TASK REQUIREMENTS:
Pick out each line in the rows below that contains the word "exhaust", and copy every such line in full.

Records:

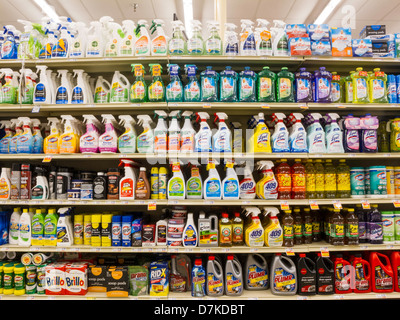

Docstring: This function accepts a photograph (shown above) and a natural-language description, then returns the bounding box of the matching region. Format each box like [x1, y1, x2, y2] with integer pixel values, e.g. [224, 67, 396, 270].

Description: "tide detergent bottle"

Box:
[263, 207, 283, 247]
[212, 112, 232, 152]
[256, 161, 278, 199]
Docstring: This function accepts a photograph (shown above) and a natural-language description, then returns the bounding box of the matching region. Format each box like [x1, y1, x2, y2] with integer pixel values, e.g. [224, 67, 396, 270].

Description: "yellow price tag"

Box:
[147, 202, 157, 211]
[281, 201, 290, 211]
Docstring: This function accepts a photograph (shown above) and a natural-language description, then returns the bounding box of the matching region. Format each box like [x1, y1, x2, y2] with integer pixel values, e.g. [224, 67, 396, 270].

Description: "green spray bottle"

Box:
[351, 67, 369, 103]
[368, 68, 389, 103]
[147, 64, 165, 102]
[130, 64, 147, 103]
[238, 67, 257, 102]
[276, 67, 294, 102]
[184, 64, 201, 102]
[165, 64, 183, 102]
[257, 67, 276, 102]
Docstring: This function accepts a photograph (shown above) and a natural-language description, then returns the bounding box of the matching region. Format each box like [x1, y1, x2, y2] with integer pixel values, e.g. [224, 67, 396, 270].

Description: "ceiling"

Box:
[0, 0, 400, 38]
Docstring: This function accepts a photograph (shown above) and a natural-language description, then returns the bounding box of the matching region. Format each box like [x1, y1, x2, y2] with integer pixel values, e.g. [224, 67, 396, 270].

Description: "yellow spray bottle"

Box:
[263, 207, 283, 247]
[43, 117, 61, 154]
[244, 207, 264, 247]
[249, 112, 272, 153]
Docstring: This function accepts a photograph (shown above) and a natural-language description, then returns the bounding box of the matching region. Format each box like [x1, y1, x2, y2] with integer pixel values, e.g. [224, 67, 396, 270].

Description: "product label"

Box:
[273, 268, 296, 293]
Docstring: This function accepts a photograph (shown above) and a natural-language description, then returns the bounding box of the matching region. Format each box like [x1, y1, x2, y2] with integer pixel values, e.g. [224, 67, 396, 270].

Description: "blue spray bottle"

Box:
[219, 66, 238, 102]
[238, 67, 257, 102]
[165, 64, 183, 102]
[183, 64, 201, 102]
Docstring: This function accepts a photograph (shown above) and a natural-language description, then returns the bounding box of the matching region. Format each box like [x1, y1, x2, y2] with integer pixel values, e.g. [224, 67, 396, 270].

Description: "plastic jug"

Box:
[206, 255, 224, 297]
[369, 252, 394, 293]
[297, 253, 317, 296]
[244, 254, 269, 290]
[271, 253, 298, 296]
[225, 255, 243, 296]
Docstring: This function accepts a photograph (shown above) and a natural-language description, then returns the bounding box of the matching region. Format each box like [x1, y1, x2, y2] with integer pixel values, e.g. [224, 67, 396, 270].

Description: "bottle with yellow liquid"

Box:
[245, 207, 264, 247]
[247, 112, 272, 153]
[263, 207, 283, 247]
[219, 212, 232, 247]
[43, 117, 61, 154]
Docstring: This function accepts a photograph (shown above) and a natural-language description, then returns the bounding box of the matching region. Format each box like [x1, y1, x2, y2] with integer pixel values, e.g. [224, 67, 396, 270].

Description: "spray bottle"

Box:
[154, 110, 168, 153]
[118, 20, 136, 57]
[203, 160, 222, 200]
[187, 20, 204, 55]
[240, 19, 257, 56]
[31, 119, 43, 154]
[168, 110, 181, 152]
[194, 112, 212, 152]
[180, 111, 196, 152]
[137, 114, 154, 153]
[165, 64, 183, 102]
[205, 21, 222, 55]
[148, 64, 165, 102]
[135, 20, 151, 56]
[212, 112, 232, 152]
[271, 112, 290, 152]
[16, 117, 33, 153]
[222, 160, 240, 200]
[79, 114, 103, 153]
[256, 161, 278, 200]
[150, 19, 168, 56]
[263, 207, 283, 247]
[118, 115, 137, 153]
[168, 20, 187, 55]
[43, 117, 61, 154]
[55, 70, 75, 104]
[183, 64, 201, 102]
[224, 23, 239, 56]
[99, 114, 120, 153]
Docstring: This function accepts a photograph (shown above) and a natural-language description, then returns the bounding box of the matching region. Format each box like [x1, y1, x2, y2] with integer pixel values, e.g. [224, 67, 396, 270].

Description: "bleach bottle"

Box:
[271, 112, 289, 152]
[212, 112, 232, 152]
[244, 254, 269, 290]
[183, 64, 201, 102]
[238, 67, 257, 102]
[225, 254, 244, 296]
[271, 253, 298, 296]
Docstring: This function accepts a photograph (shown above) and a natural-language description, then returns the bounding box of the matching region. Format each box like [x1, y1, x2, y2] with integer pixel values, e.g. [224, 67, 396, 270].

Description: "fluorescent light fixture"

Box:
[314, 0, 342, 24]
[182, 0, 193, 39]
[33, 0, 60, 22]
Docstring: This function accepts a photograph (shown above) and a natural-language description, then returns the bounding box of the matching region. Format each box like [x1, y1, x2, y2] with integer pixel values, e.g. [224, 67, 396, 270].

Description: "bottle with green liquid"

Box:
[351, 67, 369, 103]
[276, 67, 294, 102]
[165, 64, 183, 102]
[368, 68, 389, 103]
[257, 67, 276, 102]
[130, 64, 147, 103]
[147, 63, 165, 102]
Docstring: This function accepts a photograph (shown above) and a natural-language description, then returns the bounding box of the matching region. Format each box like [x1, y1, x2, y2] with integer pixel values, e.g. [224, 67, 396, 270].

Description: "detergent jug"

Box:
[271, 253, 298, 295]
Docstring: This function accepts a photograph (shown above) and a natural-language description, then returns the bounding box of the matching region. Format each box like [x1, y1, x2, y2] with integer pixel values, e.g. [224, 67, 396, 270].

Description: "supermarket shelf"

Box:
[0, 289, 400, 301]
[0, 197, 400, 207]
[0, 152, 400, 164]
[0, 241, 400, 255]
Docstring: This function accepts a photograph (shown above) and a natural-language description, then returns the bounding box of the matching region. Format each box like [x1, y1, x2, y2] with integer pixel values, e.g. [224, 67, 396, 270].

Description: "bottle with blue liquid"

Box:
[219, 66, 238, 102]
[238, 67, 257, 102]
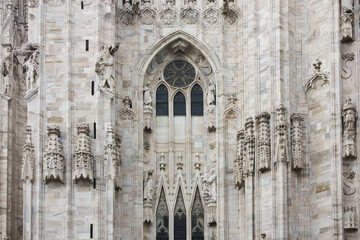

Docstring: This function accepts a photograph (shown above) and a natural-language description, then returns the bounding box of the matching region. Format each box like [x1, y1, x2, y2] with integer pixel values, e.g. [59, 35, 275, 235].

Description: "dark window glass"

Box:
[191, 84, 204, 116]
[174, 189, 186, 240]
[156, 85, 169, 116]
[174, 92, 186, 116]
[191, 189, 204, 240]
[156, 189, 169, 240]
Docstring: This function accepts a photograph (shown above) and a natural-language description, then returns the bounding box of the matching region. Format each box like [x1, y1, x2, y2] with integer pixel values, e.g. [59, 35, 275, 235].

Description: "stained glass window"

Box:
[156, 84, 169, 116]
[174, 92, 186, 116]
[156, 189, 169, 240]
[191, 84, 204, 116]
[164, 60, 196, 87]
[191, 189, 204, 240]
[174, 189, 186, 240]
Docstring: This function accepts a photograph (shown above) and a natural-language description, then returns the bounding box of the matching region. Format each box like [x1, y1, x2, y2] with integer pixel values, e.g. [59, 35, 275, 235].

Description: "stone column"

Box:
[273, 105, 289, 239]
[21, 125, 35, 240]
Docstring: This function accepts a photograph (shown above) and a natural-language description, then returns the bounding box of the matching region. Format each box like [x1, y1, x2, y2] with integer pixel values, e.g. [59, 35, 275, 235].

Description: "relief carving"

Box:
[275, 105, 289, 163]
[233, 130, 245, 190]
[342, 98, 357, 159]
[305, 59, 329, 93]
[139, 2, 156, 25]
[160, 1, 178, 25]
[206, 84, 216, 132]
[343, 171, 356, 195]
[144, 169, 156, 223]
[340, 0, 354, 43]
[195, 54, 212, 76]
[21, 125, 35, 182]
[104, 124, 121, 189]
[201, 168, 217, 224]
[341, 53, 355, 79]
[1, 46, 14, 96]
[256, 112, 271, 172]
[344, 205, 358, 230]
[44, 0, 65, 7]
[119, 3, 134, 25]
[180, 2, 200, 24]
[72, 123, 94, 183]
[291, 113, 304, 171]
[43, 124, 64, 183]
[222, 1, 239, 25]
[203, 3, 220, 25]
[244, 117, 255, 176]
[95, 43, 120, 93]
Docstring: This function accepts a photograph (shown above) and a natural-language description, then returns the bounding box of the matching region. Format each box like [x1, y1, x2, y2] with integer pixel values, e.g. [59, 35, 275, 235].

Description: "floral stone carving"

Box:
[95, 43, 120, 93]
[291, 113, 304, 171]
[43, 124, 64, 183]
[21, 125, 35, 182]
[104, 124, 121, 189]
[257, 112, 271, 172]
[72, 123, 94, 182]
[342, 98, 357, 159]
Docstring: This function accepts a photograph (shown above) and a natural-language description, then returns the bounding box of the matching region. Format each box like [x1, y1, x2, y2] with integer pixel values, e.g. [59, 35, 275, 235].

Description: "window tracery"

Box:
[164, 60, 196, 87]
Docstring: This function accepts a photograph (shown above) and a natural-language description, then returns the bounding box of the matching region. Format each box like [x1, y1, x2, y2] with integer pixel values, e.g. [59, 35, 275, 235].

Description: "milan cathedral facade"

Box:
[0, 0, 360, 240]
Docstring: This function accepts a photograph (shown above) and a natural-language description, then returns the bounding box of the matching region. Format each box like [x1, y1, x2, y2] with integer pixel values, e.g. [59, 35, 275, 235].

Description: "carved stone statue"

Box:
[340, 0, 354, 42]
[104, 124, 121, 189]
[95, 43, 119, 92]
[275, 105, 289, 163]
[21, 126, 35, 182]
[23, 50, 39, 91]
[144, 83, 152, 106]
[201, 168, 217, 203]
[1, 47, 13, 96]
[207, 84, 216, 106]
[344, 205, 358, 230]
[342, 98, 357, 159]
[342, 98, 357, 131]
[144, 169, 154, 201]
[72, 123, 94, 182]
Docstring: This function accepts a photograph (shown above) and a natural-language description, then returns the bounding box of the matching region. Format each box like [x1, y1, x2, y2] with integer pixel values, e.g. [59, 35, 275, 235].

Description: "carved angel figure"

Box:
[144, 83, 152, 106]
[207, 84, 215, 106]
[201, 168, 216, 203]
[342, 98, 357, 131]
[23, 50, 39, 91]
[95, 43, 119, 92]
[144, 169, 154, 201]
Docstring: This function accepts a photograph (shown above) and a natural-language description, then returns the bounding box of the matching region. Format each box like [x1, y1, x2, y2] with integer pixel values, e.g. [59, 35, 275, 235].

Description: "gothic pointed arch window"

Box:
[156, 189, 169, 240]
[156, 84, 169, 116]
[174, 189, 186, 240]
[191, 188, 205, 240]
[174, 92, 186, 116]
[191, 84, 204, 116]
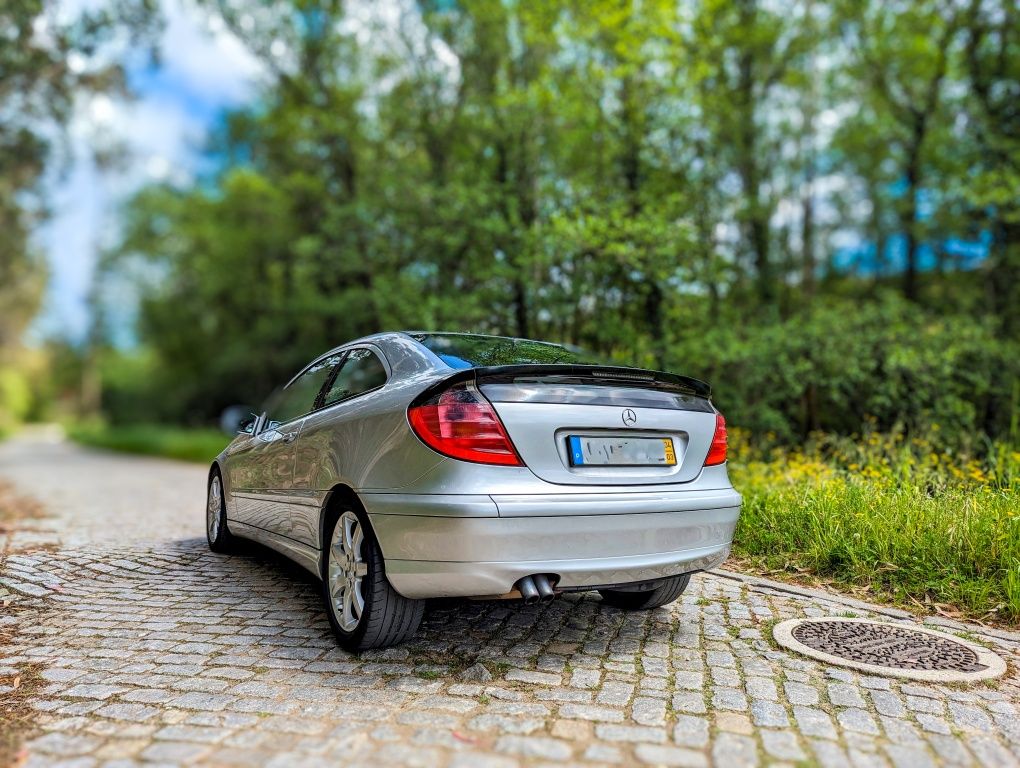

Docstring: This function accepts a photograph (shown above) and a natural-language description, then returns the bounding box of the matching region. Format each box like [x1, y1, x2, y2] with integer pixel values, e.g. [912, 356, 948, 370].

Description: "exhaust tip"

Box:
[531, 573, 556, 603]
[517, 576, 542, 606]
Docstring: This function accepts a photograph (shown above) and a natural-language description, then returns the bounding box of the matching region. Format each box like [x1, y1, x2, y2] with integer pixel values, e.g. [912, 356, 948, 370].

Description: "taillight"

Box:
[705, 413, 726, 467]
[407, 381, 523, 466]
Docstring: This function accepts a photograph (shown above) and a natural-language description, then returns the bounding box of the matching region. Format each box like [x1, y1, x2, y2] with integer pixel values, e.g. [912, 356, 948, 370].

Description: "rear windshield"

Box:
[412, 334, 602, 369]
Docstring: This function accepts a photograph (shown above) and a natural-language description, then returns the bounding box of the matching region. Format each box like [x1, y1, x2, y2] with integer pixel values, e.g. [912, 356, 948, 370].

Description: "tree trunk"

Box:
[900, 130, 924, 301]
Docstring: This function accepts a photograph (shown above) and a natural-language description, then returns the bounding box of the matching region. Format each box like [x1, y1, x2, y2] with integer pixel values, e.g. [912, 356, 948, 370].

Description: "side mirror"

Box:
[219, 405, 258, 436]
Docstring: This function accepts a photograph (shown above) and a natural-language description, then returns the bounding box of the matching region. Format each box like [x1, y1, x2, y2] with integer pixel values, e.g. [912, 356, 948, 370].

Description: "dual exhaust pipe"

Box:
[515, 573, 556, 606]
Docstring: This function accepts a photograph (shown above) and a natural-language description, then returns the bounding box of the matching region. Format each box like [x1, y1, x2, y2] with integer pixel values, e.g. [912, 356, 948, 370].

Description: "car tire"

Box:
[322, 507, 425, 652]
[599, 573, 691, 611]
[205, 469, 237, 554]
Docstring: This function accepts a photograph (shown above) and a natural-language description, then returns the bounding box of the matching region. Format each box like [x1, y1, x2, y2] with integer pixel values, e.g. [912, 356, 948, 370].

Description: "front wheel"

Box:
[205, 469, 234, 553]
[322, 509, 424, 651]
[599, 573, 691, 611]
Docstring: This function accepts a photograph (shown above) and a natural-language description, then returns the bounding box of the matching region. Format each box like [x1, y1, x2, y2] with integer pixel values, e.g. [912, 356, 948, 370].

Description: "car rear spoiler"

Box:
[471, 364, 712, 399]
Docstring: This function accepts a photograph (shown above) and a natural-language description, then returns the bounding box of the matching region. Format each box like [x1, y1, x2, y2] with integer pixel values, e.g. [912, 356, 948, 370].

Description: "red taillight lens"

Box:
[407, 382, 523, 466]
[705, 413, 726, 467]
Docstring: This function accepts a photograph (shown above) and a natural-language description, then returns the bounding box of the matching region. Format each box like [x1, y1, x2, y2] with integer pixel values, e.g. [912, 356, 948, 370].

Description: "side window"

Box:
[322, 349, 386, 406]
[267, 355, 344, 424]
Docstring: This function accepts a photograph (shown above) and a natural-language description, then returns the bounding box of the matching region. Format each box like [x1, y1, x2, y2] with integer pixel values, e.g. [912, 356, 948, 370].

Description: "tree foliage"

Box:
[81, 0, 1020, 446]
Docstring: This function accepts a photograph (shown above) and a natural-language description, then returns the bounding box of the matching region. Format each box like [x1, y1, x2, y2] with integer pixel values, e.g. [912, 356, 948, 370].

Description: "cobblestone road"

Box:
[0, 436, 1020, 768]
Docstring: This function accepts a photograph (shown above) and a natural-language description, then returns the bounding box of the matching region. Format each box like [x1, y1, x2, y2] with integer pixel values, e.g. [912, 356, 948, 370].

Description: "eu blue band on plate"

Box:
[567, 434, 584, 466]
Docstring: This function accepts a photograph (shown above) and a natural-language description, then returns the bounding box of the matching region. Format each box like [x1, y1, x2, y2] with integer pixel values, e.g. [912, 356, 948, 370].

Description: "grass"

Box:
[67, 424, 230, 464]
[730, 426, 1020, 624]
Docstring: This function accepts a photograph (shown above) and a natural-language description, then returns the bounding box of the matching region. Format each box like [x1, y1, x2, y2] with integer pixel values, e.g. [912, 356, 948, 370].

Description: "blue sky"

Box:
[35, 0, 260, 339]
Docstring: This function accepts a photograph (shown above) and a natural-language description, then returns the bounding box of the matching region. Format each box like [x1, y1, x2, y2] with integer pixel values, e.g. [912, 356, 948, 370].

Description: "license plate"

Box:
[567, 434, 676, 467]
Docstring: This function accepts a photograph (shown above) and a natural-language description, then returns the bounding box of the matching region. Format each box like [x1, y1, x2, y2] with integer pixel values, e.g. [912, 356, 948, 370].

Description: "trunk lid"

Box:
[474, 365, 716, 485]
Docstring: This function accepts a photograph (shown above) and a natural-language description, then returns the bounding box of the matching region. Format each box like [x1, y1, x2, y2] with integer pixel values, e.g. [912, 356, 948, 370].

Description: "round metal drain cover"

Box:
[772, 617, 1006, 682]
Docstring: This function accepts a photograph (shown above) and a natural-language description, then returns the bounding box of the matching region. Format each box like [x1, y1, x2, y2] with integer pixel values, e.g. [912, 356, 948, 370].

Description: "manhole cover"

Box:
[772, 618, 1006, 682]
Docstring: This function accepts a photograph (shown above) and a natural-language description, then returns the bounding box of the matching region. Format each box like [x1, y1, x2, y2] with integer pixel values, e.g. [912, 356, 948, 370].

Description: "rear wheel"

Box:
[322, 509, 424, 651]
[205, 469, 235, 553]
[599, 573, 691, 611]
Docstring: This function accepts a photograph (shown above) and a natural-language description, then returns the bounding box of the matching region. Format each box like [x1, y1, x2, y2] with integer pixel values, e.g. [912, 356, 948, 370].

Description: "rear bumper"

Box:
[361, 489, 741, 598]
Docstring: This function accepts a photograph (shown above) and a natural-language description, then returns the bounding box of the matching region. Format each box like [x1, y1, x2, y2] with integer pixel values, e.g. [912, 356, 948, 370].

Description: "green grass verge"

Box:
[67, 424, 230, 463]
[731, 432, 1020, 623]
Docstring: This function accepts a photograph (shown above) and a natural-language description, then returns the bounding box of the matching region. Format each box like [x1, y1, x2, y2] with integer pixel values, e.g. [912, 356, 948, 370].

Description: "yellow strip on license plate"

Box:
[662, 438, 676, 466]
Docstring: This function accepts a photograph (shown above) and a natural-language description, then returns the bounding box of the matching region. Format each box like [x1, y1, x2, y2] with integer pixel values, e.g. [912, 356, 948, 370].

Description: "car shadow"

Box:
[180, 540, 644, 679]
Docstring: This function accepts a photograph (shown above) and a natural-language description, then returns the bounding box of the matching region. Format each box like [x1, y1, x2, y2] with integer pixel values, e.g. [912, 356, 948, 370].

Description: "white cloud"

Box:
[35, 0, 260, 339]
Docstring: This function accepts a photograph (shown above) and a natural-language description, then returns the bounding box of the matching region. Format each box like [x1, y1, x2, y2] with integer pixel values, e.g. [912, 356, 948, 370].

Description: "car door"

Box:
[241, 354, 343, 536]
[292, 347, 390, 548]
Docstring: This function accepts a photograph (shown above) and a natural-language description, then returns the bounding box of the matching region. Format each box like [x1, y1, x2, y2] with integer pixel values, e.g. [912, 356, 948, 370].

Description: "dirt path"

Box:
[0, 432, 1020, 768]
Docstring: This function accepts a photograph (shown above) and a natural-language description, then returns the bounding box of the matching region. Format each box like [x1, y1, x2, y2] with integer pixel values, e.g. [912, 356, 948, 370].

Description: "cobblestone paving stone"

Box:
[0, 441, 1020, 768]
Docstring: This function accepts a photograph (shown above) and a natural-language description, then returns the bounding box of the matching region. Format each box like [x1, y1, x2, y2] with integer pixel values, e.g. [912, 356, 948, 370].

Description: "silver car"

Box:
[207, 331, 741, 650]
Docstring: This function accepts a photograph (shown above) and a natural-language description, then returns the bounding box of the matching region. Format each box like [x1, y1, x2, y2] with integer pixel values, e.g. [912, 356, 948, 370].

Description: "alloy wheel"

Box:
[205, 475, 223, 542]
[327, 511, 368, 632]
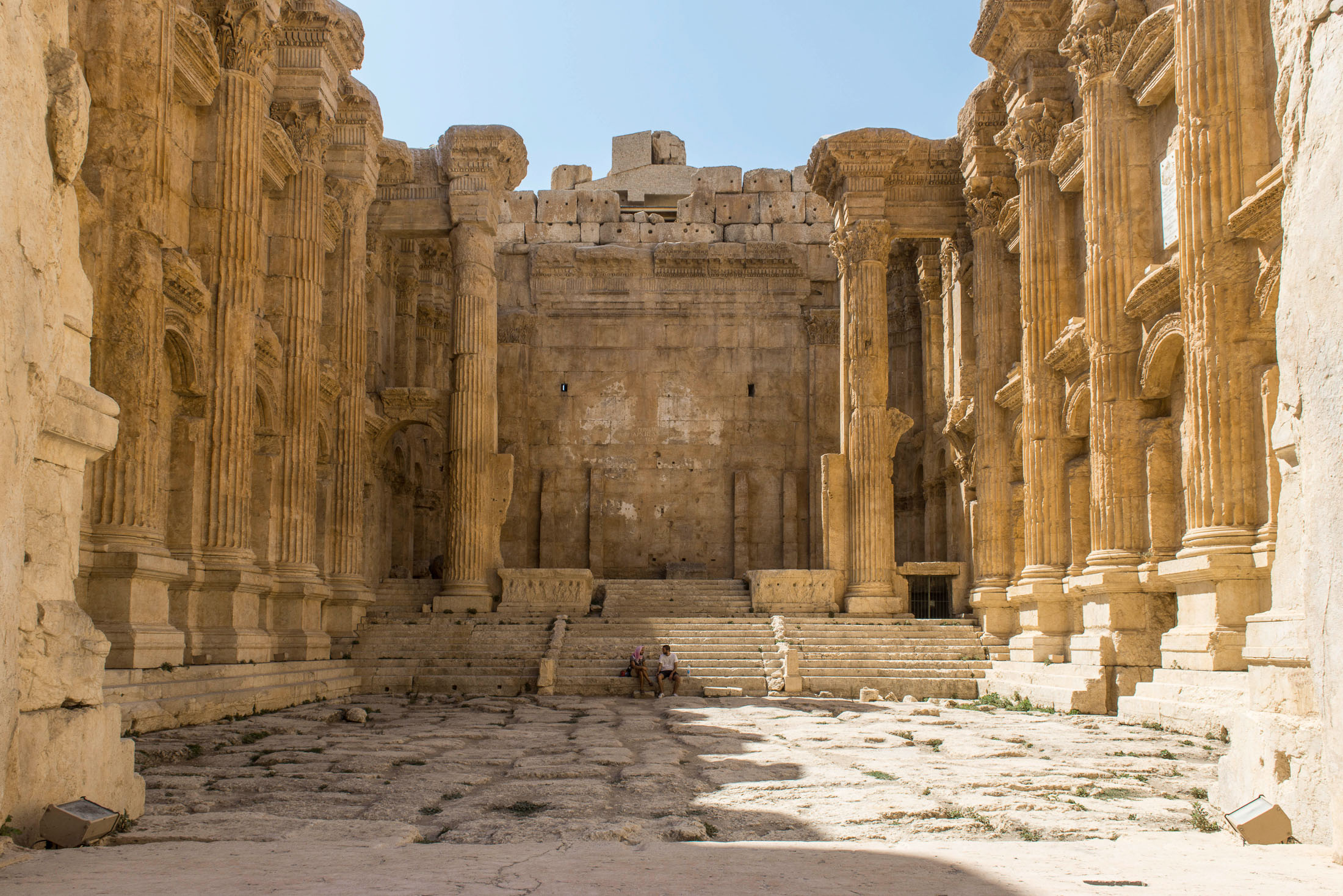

ANSWER IN FULL:
Description: "exhaust tip"
Description: "dual exhaust pipe"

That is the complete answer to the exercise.